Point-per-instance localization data
──────────

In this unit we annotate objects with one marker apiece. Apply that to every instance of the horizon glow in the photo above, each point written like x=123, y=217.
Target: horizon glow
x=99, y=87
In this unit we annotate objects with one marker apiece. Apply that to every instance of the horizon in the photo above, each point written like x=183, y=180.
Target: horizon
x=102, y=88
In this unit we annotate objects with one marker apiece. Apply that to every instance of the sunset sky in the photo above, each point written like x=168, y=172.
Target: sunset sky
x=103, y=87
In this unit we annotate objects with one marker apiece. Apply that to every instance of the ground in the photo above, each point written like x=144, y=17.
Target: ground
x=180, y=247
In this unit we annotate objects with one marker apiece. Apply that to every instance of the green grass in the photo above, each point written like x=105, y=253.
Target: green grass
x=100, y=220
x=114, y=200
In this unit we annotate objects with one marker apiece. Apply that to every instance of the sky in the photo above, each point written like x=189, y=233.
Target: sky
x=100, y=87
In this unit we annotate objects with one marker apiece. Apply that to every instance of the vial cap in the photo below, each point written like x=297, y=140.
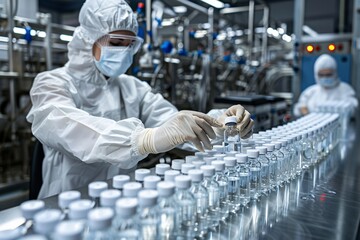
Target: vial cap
x=176, y=164
x=198, y=163
x=65, y=198
x=126, y=207
x=80, y=208
x=141, y=173
x=253, y=153
x=262, y=150
x=220, y=156
x=100, y=218
x=148, y=198
x=241, y=158
x=46, y=221
x=189, y=159
x=182, y=182
x=165, y=189
x=196, y=175
x=219, y=165
x=109, y=197
x=131, y=189
x=31, y=207
x=95, y=188
x=208, y=160
x=218, y=148
x=208, y=170
x=120, y=180
x=186, y=167
x=230, y=120
x=69, y=230
x=270, y=147
x=201, y=155
x=150, y=182
x=231, y=153
x=170, y=175
x=230, y=161
x=161, y=168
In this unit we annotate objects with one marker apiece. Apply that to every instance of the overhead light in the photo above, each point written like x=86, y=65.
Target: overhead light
x=214, y=3
x=66, y=38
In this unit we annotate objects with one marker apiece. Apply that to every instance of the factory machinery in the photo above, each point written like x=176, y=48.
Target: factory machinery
x=198, y=58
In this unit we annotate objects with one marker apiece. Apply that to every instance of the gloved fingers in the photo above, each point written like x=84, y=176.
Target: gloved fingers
x=201, y=136
x=247, y=129
x=205, y=126
x=244, y=122
x=212, y=121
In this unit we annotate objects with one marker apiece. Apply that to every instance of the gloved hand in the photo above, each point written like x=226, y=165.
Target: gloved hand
x=185, y=126
x=244, y=122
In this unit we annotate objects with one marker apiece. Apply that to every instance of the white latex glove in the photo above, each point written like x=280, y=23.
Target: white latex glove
x=185, y=126
x=244, y=122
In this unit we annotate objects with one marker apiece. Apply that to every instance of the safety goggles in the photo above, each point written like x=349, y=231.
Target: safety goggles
x=120, y=41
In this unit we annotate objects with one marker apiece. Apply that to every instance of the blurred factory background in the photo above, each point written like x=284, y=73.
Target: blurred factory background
x=199, y=54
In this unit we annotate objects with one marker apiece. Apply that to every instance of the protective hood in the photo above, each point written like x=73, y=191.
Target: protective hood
x=325, y=61
x=97, y=18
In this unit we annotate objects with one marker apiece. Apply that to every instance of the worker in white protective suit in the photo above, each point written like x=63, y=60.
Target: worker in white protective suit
x=328, y=87
x=94, y=121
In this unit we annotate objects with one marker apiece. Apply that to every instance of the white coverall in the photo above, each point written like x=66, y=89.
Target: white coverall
x=85, y=122
x=316, y=94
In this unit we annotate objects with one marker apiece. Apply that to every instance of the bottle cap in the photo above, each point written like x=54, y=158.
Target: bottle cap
x=208, y=170
x=182, y=182
x=150, y=182
x=230, y=120
x=120, y=180
x=208, y=160
x=189, y=159
x=219, y=165
x=65, y=198
x=230, y=161
x=100, y=218
x=31, y=207
x=131, y=189
x=196, y=175
x=253, y=153
x=176, y=164
x=95, y=188
x=46, y=221
x=241, y=158
x=80, y=208
x=161, y=168
x=69, y=230
x=141, y=173
x=262, y=150
x=198, y=163
x=170, y=175
x=147, y=198
x=186, y=167
x=165, y=189
x=220, y=156
x=126, y=207
x=109, y=197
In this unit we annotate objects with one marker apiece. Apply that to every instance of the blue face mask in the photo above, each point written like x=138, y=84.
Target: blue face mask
x=328, y=82
x=114, y=61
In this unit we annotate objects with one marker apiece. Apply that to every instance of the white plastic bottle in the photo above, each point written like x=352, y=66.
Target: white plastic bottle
x=99, y=223
x=187, y=205
x=167, y=210
x=231, y=136
x=125, y=223
x=148, y=214
x=202, y=202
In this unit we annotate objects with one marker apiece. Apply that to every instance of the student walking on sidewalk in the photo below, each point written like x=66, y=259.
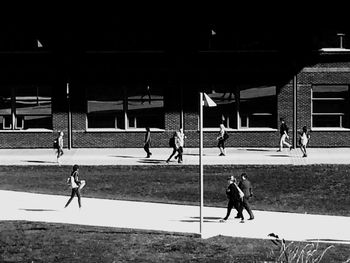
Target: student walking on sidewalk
x=221, y=139
x=234, y=199
x=59, y=146
x=284, y=135
x=247, y=189
x=147, y=142
x=304, y=140
x=75, y=184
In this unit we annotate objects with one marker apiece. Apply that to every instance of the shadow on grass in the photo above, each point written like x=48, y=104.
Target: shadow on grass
x=34, y=161
x=124, y=156
x=205, y=219
x=36, y=210
x=257, y=150
x=151, y=161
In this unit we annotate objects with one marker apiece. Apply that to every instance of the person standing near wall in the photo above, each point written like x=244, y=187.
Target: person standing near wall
x=247, y=189
x=234, y=199
x=180, y=145
x=304, y=140
x=59, y=146
x=147, y=143
x=221, y=140
x=173, y=145
x=75, y=184
x=284, y=135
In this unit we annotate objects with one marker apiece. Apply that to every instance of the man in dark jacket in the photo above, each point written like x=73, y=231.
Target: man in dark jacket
x=247, y=189
x=234, y=199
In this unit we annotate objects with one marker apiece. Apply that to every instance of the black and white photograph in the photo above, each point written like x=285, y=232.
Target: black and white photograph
x=151, y=137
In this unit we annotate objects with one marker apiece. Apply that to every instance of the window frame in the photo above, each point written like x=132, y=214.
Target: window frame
x=20, y=118
x=340, y=114
x=126, y=116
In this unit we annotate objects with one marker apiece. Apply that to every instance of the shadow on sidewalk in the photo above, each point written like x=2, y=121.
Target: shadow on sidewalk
x=33, y=161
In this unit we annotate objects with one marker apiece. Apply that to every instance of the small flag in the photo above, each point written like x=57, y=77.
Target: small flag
x=39, y=43
x=208, y=101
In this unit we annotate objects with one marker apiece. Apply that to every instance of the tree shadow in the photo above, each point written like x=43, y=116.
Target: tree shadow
x=152, y=161
x=124, y=156
x=34, y=161
x=36, y=210
x=205, y=219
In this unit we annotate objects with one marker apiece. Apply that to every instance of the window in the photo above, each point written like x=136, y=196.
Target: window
x=224, y=112
x=25, y=107
x=105, y=109
x=330, y=106
x=258, y=107
x=128, y=107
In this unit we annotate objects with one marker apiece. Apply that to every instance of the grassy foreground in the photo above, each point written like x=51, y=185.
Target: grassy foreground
x=319, y=189
x=41, y=242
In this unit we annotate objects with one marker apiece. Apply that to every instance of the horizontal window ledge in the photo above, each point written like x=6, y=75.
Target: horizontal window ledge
x=122, y=130
x=240, y=130
x=28, y=130
x=331, y=129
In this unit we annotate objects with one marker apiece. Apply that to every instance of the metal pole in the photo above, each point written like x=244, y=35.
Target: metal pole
x=69, y=119
x=200, y=161
x=295, y=110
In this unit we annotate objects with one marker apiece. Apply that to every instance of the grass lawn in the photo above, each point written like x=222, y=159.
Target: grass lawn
x=319, y=189
x=41, y=242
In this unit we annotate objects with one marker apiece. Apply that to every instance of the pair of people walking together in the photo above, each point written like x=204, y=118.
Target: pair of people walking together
x=238, y=196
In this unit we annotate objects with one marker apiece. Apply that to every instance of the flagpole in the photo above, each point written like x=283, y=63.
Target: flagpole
x=200, y=162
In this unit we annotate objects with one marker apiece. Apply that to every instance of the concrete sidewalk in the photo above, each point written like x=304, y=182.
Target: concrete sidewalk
x=136, y=156
x=172, y=218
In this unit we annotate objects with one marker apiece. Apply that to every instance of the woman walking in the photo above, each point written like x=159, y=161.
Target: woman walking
x=147, y=142
x=303, y=141
x=75, y=184
x=221, y=140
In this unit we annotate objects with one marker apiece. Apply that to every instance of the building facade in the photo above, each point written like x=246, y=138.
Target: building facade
x=105, y=99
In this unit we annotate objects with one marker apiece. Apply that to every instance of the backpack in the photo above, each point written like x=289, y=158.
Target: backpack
x=172, y=142
x=55, y=143
x=226, y=136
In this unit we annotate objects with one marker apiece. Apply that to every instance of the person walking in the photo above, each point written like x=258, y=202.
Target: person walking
x=180, y=145
x=75, y=184
x=284, y=135
x=304, y=140
x=234, y=199
x=221, y=140
x=247, y=189
x=147, y=142
x=173, y=144
x=59, y=146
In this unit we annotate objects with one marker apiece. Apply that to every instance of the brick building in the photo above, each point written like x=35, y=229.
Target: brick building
x=104, y=95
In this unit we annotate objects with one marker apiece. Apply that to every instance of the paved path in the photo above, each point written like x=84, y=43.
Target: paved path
x=136, y=156
x=172, y=218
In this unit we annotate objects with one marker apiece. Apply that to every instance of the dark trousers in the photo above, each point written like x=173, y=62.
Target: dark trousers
x=234, y=204
x=75, y=191
x=246, y=206
x=180, y=153
x=172, y=154
x=146, y=148
x=59, y=152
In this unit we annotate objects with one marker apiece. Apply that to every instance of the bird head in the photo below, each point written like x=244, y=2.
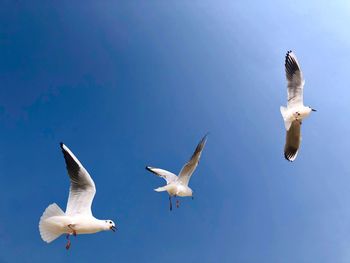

──────────

Start with the line above that contains "Target: sky" and stop after the line that contains "like x=297, y=140.". Output those lines exactly, and only those.

- _THE COMPLETED TASK_:
Target: sky
x=100, y=87
In this unit we annotate objects with one marker apiece. Apply that to every instance of the vial cap in the photo below, each point written like x=297, y=140.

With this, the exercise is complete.